Activity → Repeat all of the records verbatim.

(Dataset entries)
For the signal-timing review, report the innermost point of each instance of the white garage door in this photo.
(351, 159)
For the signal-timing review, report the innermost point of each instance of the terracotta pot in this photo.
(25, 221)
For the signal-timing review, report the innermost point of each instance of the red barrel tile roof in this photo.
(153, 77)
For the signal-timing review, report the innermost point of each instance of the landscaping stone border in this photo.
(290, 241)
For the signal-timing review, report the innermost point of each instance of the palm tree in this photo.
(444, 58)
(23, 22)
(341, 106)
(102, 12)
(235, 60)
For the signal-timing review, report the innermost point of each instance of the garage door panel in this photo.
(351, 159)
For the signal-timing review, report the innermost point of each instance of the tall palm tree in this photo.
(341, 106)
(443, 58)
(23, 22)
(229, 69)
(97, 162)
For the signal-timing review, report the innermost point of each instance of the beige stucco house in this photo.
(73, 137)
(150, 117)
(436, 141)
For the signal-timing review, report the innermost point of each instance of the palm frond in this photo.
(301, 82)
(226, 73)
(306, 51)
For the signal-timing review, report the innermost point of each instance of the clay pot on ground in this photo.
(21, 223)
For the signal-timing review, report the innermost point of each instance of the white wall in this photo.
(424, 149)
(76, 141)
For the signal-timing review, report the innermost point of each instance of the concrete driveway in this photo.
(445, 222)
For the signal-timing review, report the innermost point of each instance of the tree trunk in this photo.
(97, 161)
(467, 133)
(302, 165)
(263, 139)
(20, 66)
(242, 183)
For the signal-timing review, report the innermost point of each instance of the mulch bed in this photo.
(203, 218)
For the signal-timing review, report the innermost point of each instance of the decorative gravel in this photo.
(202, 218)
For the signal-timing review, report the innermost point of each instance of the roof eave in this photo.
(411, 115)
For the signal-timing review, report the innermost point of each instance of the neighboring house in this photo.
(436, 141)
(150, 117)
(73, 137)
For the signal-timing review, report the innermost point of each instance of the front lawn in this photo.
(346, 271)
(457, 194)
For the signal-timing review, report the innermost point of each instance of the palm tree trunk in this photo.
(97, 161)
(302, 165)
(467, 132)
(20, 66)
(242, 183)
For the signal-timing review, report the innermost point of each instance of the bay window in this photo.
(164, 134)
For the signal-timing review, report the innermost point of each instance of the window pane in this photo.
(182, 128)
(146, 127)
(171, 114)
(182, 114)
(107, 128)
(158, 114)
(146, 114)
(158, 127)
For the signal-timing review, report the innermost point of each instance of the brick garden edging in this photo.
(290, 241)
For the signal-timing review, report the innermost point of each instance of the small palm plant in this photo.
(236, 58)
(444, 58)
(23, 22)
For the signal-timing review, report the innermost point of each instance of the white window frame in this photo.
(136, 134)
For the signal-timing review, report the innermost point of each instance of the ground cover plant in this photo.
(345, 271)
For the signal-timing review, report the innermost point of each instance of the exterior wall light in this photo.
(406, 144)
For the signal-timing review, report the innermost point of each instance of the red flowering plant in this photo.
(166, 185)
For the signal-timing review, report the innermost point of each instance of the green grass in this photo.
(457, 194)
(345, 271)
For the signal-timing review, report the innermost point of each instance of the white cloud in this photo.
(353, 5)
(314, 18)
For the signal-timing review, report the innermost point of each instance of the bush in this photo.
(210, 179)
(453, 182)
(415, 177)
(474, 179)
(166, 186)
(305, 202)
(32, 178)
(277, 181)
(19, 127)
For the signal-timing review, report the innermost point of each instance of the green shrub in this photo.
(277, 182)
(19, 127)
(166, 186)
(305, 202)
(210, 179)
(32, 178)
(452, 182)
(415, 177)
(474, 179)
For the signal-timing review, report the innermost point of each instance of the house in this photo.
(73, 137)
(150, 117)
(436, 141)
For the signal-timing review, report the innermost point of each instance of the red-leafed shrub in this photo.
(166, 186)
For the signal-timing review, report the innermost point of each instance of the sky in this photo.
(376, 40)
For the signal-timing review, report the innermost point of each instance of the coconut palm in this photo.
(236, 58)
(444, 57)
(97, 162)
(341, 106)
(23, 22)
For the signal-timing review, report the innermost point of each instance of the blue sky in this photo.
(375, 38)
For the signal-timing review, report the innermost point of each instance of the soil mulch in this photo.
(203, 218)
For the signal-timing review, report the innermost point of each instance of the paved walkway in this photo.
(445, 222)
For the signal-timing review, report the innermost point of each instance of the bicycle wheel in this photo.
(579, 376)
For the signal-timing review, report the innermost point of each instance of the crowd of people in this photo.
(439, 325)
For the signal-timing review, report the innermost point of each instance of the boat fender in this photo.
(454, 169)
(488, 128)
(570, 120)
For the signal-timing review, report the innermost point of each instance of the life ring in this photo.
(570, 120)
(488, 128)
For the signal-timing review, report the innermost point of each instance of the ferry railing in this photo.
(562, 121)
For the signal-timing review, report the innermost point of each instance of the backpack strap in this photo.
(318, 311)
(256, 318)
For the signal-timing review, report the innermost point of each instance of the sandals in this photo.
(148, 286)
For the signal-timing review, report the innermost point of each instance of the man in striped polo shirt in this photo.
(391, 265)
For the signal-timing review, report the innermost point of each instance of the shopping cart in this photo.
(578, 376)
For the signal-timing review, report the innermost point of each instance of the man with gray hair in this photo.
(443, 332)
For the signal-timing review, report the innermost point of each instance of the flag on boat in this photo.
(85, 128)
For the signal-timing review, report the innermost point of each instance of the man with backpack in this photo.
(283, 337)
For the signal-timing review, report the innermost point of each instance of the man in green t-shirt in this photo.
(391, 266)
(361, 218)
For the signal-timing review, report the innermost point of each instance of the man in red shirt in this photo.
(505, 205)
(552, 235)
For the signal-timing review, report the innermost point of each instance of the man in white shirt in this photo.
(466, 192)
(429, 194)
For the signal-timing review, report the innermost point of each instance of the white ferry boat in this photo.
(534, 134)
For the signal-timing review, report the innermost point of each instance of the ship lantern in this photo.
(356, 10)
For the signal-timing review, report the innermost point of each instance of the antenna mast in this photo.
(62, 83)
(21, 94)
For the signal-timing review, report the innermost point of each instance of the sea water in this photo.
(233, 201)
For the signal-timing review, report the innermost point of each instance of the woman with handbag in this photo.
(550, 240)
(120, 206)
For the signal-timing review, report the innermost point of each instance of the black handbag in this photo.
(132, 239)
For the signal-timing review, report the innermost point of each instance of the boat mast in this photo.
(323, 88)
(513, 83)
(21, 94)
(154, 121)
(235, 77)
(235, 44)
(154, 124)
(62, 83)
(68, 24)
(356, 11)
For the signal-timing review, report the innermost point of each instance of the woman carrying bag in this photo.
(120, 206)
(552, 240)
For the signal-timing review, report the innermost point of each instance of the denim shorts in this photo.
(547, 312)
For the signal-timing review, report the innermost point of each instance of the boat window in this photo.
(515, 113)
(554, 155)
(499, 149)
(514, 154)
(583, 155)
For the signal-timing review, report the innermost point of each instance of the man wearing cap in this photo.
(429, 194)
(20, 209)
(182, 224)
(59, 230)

Result for this task →
For the signal-timing review, report the innermost point of each instance of the white garage door in this photo.
(351, 159)
For the signal-timing review, report the innermost point of each instance of the terracotta pot in this photo.
(25, 221)
For the signal-timing review, report the innermost point of each instance of the red barrel tile roof in this photo.
(153, 77)
For the signal-timing review, report the innermost point of each instance of the landscaping stone border in this photo.
(290, 241)
For the signal-timing review, report the innermost point of each instance of the palm tree in this photo.
(444, 58)
(23, 22)
(341, 106)
(102, 12)
(235, 60)
For the signal-timing review, report the innermost point of each instance of the garage door panel in this photo.
(351, 159)
For the signal-timing review, report the innermost point of each instance of the tall palm tree in this photo.
(341, 106)
(443, 58)
(23, 22)
(229, 69)
(97, 162)
For the signal-timing review, report the innermost point of each instance of the beige stucco house in this photo.
(73, 137)
(150, 117)
(436, 141)
For the signal-timing review, report the innermost point of each instance of the palm frond in this photo.
(301, 82)
(226, 73)
(306, 51)
For the signal-timing review, report the innermost point of each instance of the clay pot on ground in this photo.
(21, 223)
For the signal-timing review, report the innermost point of each instance of the white wall in this photo.
(424, 149)
(76, 141)
For the signal-timing review, report the innermost point of each instance of the concrete driveway in this photo.
(445, 222)
For the signal-timing review, report the innermost point of each instance of the tree trunk in this photo.
(97, 161)
(467, 133)
(302, 165)
(263, 139)
(20, 66)
(242, 183)
For the signal-timing review, report the innermost point of each instance of the mulch bed in this photo.
(203, 218)
For the signal-timing review, report the innermost point of each instance of the decorative gravel in this photo.
(202, 218)
For the signal-timing review, report the innermost point of each instance of the roof eave in this photo.
(411, 115)
For the signal-timing review, report the innermost point of each instance of the neighboring house in this photo.
(436, 141)
(150, 117)
(73, 137)
For the signal-timing review, report the innermost point of each instance of the front lawn in this photo.
(346, 271)
(457, 194)
For the signal-timing review, report the innermost point of each instance of the palm tree trunk in this photo.
(97, 161)
(302, 165)
(467, 132)
(20, 66)
(242, 183)
For the signal-timing review, report the innermost point of each instance of the bay window in this photo.
(164, 134)
For the signal-timing review, report the innermost point of each instance of the window pane in this photo.
(182, 128)
(146, 127)
(171, 114)
(182, 114)
(107, 128)
(158, 114)
(146, 114)
(158, 127)
For the signal-timing review, report the innermost point of each instance of the brick garden edging in this photo.
(290, 241)
For the signal-timing review, report the innermost point of each instance of the small palm plant in this photo.
(236, 58)
(444, 58)
(23, 22)
For the signal-timing review, report the innermost point of each instance of the white window frame in this photo.
(136, 134)
For the signal-timing review, report the innermost point of each instance of the ground cover plant in this photo.
(345, 271)
For the signal-timing review, report the innermost point of each instance of the exterior wall light in this photo.
(406, 144)
For the signal-timing review, report the innermost point of each instance of the red flowering plant in this photo.
(166, 185)
For the signal-timing review, report the innermost point of each instance of the green grass in this photo.
(457, 194)
(345, 271)
For the signal-timing review, report the innermost point of each instance of the white cloud in this photo.
(353, 5)
(314, 18)
For the signal-timing review, report the innermost point of each instance of the bush in this photo.
(210, 179)
(453, 182)
(415, 177)
(474, 179)
(166, 186)
(305, 202)
(32, 178)
(277, 181)
(19, 127)
For the signal-timing review, report the innermost point of each instance of the green shrub in this photo.
(277, 182)
(19, 127)
(166, 186)
(305, 202)
(210, 179)
(32, 178)
(452, 182)
(415, 177)
(474, 179)
For the signal-timing review, report the innermost point of each instance of the house in this photo.
(73, 137)
(150, 117)
(436, 141)
For the signal-timing review, report the innermost point of each instance of the red-leafed shrub in this photo.
(166, 186)
For the signal-timing review, report the innermost point of each instance of the sky in this photo.
(376, 40)
For the signal-timing review, report the innermost point of each instance of the coconut palm in this photo.
(236, 58)
(444, 57)
(97, 162)
(341, 106)
(23, 22)
For the signal-timing review, report the innermost point of each instance of the blue sky in this photo.
(375, 38)
For the signal-timing review, report the innermost point of each instance of the soil mulch in this photo.
(203, 218)
For the signal-timing review, report the innermost point of each instance of the paved walkway in this photo.
(445, 222)
For the signal-timing review, report the innermost point of each instance of the bicycle wheel in this photo.
(579, 376)
For the signal-timing review, report the innermost point of each instance of the crowd of people in this photo.
(439, 325)
For the signal-timing review, report the innermost point of each instance of the boat fender in this photo.
(454, 169)
(488, 128)
(570, 120)
For the signal-timing review, report the innermost point of each instance of the life ring in this photo.
(570, 120)
(488, 128)
For the signal-timing review, report the innermost point of each instance of the ferry railing in this photo.
(562, 121)
For the signal-timing review, report the innermost point of each instance of the backpack strap in this photo.
(318, 311)
(256, 318)
For the signal-timing review, report the innermost point of each instance of the sandals in this photo.
(148, 286)
For the signal-timing review, report the innermost point of each instance of the man in striped polo shirt in this photo.
(391, 265)
For the signal-timing review, report the innermost point of each instance of the shopping cart in this photo.
(578, 376)
For the signal-timing review, report the innermost point of each instance of the man with gray hair in this photo.
(443, 332)
For the signal-timing review, report the innermost point of each instance of the flag on boat in this photo.
(85, 128)
For the signal-timing review, report the innermost point of each instance of the man with backpack in this photo.
(283, 337)
For the signal-timing review, report the innermost point of each instance of the man in green t-shirt in this photo.
(391, 266)
(361, 218)
For the signal-timing review, report the innermost point of each instance of the man in red shirt in this photo.
(505, 205)
(552, 235)
For the signal-timing review, report the innermost point of each instance of the man in white shirt in this photo.
(466, 192)
(429, 194)
For the signal-timing review, report the innermost point of each instance of the white ferry boat in this photo.
(534, 134)
For the signal-timing review, report the innermost point of each instance of the ship lantern in this photo.
(356, 10)
For the signal-timing review, report the innermost point of each instance of the antenna mast in this photo.
(62, 83)
(21, 94)
For the signal-timing review, report the innermost point of each instance of the sea water in this photo.
(233, 201)
For the signal-timing review, report the innermost point of each instance of the woman with handbag in this photo.
(550, 240)
(120, 206)
For the signal-timing review, report the innermost point of each instance of the black handbag in this photo.
(132, 239)
For the signal-timing review, report the innermost point of each instance of the boat mast in this photo.
(323, 88)
(513, 83)
(21, 94)
(154, 121)
(235, 77)
(235, 44)
(154, 124)
(62, 83)
(68, 24)
(356, 11)
For the signal-timing review, report the innermost point of each instance of the woman carrying bag in this photo.
(120, 206)
(552, 240)
For the signal-timing review, report the innermost point of each instance of the denim shorts in this photo.
(547, 312)
For the signal-timing review, report the innermost point of each instance of the boat window in this photo.
(515, 113)
(554, 155)
(499, 149)
(514, 154)
(583, 155)
For the signal-timing review, report the innermost point of each instance of the man wearing cap in this photo.
(429, 194)
(20, 209)
(182, 224)
(59, 230)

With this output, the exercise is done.